• WORKING DATA:
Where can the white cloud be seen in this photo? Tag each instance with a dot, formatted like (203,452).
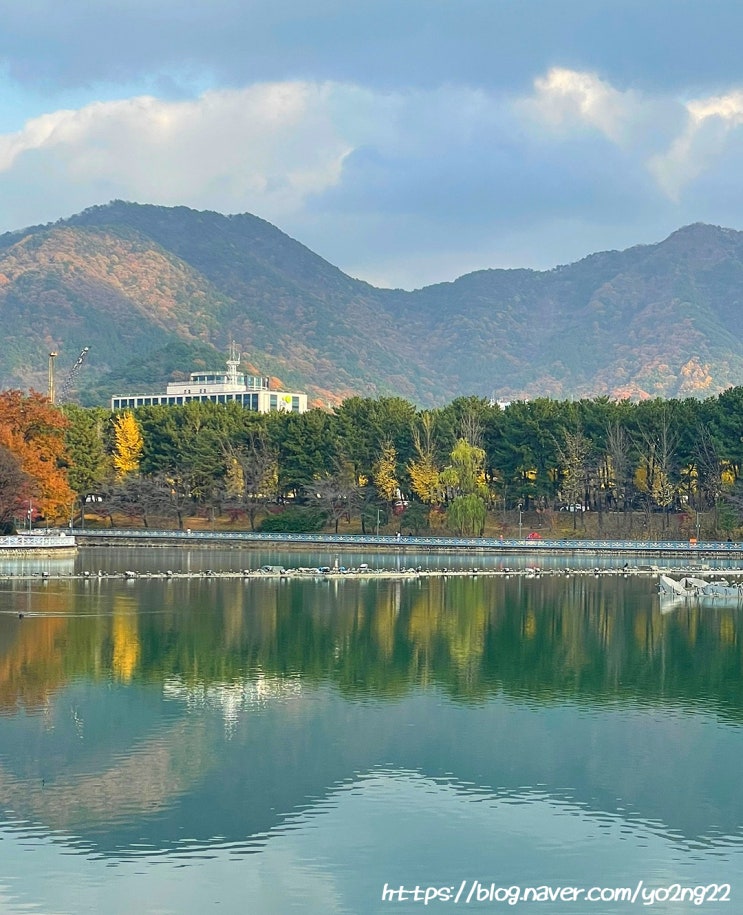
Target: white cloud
(710,124)
(264,148)
(569,98)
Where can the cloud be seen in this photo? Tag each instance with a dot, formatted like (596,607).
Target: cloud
(266,148)
(567,98)
(710,128)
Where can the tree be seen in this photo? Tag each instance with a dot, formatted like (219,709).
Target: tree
(425,477)
(336,494)
(16,488)
(253,473)
(573,451)
(464,479)
(85,439)
(129,444)
(33,431)
(384,473)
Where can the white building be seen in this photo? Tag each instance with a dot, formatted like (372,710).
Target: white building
(253,392)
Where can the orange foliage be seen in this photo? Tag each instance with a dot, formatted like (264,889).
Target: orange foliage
(33,430)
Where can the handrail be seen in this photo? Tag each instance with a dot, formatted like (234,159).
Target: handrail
(474,543)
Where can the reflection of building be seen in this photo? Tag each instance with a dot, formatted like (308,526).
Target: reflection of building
(251,391)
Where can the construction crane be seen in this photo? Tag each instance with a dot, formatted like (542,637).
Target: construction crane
(64,389)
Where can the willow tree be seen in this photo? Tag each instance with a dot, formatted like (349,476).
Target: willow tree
(464,480)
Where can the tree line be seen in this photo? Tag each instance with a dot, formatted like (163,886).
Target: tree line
(375,462)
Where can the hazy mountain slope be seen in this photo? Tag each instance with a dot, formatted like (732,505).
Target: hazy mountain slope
(144,286)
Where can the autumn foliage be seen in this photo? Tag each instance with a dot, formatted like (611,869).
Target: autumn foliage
(32,430)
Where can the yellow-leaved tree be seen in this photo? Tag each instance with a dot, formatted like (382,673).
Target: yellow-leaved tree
(128,444)
(385,473)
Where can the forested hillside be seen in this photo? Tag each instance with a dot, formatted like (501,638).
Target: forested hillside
(157,291)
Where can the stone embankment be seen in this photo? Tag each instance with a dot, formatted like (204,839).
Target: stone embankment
(276,573)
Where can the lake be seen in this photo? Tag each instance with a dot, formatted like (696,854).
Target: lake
(364,746)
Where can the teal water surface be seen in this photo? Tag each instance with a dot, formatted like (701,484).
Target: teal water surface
(183,746)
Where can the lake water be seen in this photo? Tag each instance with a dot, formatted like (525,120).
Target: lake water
(188,746)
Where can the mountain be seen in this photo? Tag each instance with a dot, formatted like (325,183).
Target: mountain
(157,292)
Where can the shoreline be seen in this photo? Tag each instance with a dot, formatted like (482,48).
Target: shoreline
(270,573)
(359,543)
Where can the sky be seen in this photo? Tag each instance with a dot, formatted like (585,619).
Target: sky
(405,141)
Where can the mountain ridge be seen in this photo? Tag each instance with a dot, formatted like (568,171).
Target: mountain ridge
(133,280)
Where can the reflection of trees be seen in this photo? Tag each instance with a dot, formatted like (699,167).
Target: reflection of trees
(547,638)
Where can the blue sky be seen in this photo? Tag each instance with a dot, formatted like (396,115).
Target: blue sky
(407,142)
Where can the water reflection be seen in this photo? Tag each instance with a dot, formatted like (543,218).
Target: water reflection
(473,719)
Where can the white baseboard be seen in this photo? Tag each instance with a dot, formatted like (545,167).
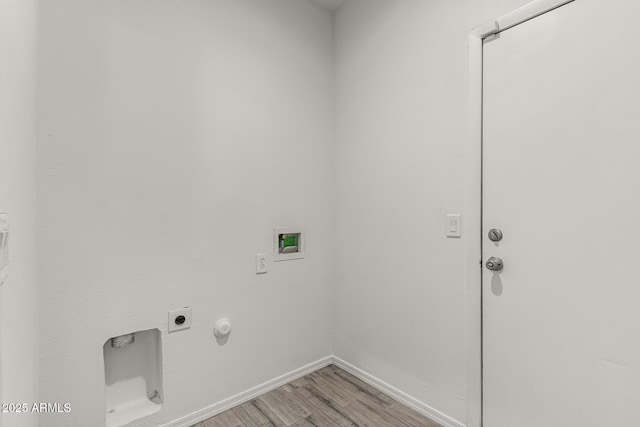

• EXERCISE TASK: Please copy out every line above word for word, leaving out the pictures.

• REPLY TO THE EXERCISE:
Where can the white cloud be seen in this photo? Tag each instance with a dot, formatted like (203,452).
Target: white cloud
(710,124)
(264,148)
(569,98)
Where can the cloud be seen in this photo? Tag each instance with a dot, formatted like (596,607).
Target: cloud
(266,148)
(567,98)
(710,128)
Where can the tree be seen in this photo? Tag each instance with a dot, formatted like (219,709).
Target: tree
(425,477)
(336,494)
(16,488)
(253,473)
(573,451)
(464,479)
(85,439)
(129,444)
(33,431)
(384,473)
Where can the white building be seen in this photo? Tag each instance with a dot, formatted like (372,710).
Target: white building
(253,392)
Where can the orange foliage be seen in this photo? Tag each instance with a dot, formatted like (264,889).
Target: orange foliage
(33,430)
Where can the handrail be seen in this photo? Tag each instance with a dot, formatted like (234,159).
Target: handrail
(474,543)
Where can the reflection of building be seen in this photo? Tag each instance with a dot, formatted like (308,526).
Target: reflection of building
(251,391)
Where can the construction crane be seen in this photo? Tag each instance with a dot, formatted like (542,637).
Target: construction crane
(64,389)
Where can the willow tree be seen in this photo? Tag each instance with a dot, formatted like (349,476).
Target: willow tree
(464,480)
Where can the tree line be seen in this photo? Tag each instance with a dot, formatted like (163,886).
Target: tree line
(375,462)
Where can the hazy mountain slope be seen in this photo? Tag each instance with a dot, formatted like (732,505).
Target: hazy mountain slope
(144,286)
Where can the autumn foliage be seen in this photo? Tag each instance with a dot, formatted like (611,869).
Target: autumn foliage
(32,430)
Where can the yellow-leaved tree be seen in this photo? Tag each instance with a dot, formatted like (382,673).
Target: yellow-leaved tree
(128,444)
(385,473)
Where can the forested hillside be seen in this photo? Tag each instance with a dot, formatted like (501,638).
Target: forested hillside
(157,291)
Where can the stone embankment be seen in this photo? Tag each instance with a dot, formatted like (204,839).
Target: stone embankment
(276,573)
Where can the lake be seen in this photo? Tag each instance with a dot, formatted like (696,854).
Target: lake
(364,746)
Where can the teal water surface be seen in this photo? Tag each instance with a dot, formatted like (701,484).
Target: teal water surface
(183,746)
Where can the lake water be seen in this photo? Tag each instance with a dot, formatted like (525,120).
Target: lake water
(188,746)
Where can the mountain be seen in this photo? Tag each instance with a dot, formatted like (325,183).
Target: mountain
(157,292)
Where can the shoreline be seen in this photo? Tag each instance with a dot, formatted like (482,48).
Target: shoreline
(270,573)
(359,543)
Where can the sky be seen in this photo? Tag each instance with a dot, formatted like (585,619).
Target: sky
(405,141)
Where can the mountain ridge be seen in this photo? Tag each instance with a dot, formatted like (568,171).
Target: mountain ridge
(133,280)
Where can the reflection of trees be seen in this photo? Tag each instance with a dot, formatted like (699,167).
Target: reflection of trees
(547,638)
Where can the blue sky be seen in this photo? Tag each instance with a dot, formatted like (396,115).
Target: blue sky
(407,142)
Where can the water reflection be seen in this photo? Tag each instance with a dot, formatted like (543,218).
Target: water reflection
(473,719)
Where can the white baseboard be seen in this photo? Tag each instance with a dot, formatted like (545,167).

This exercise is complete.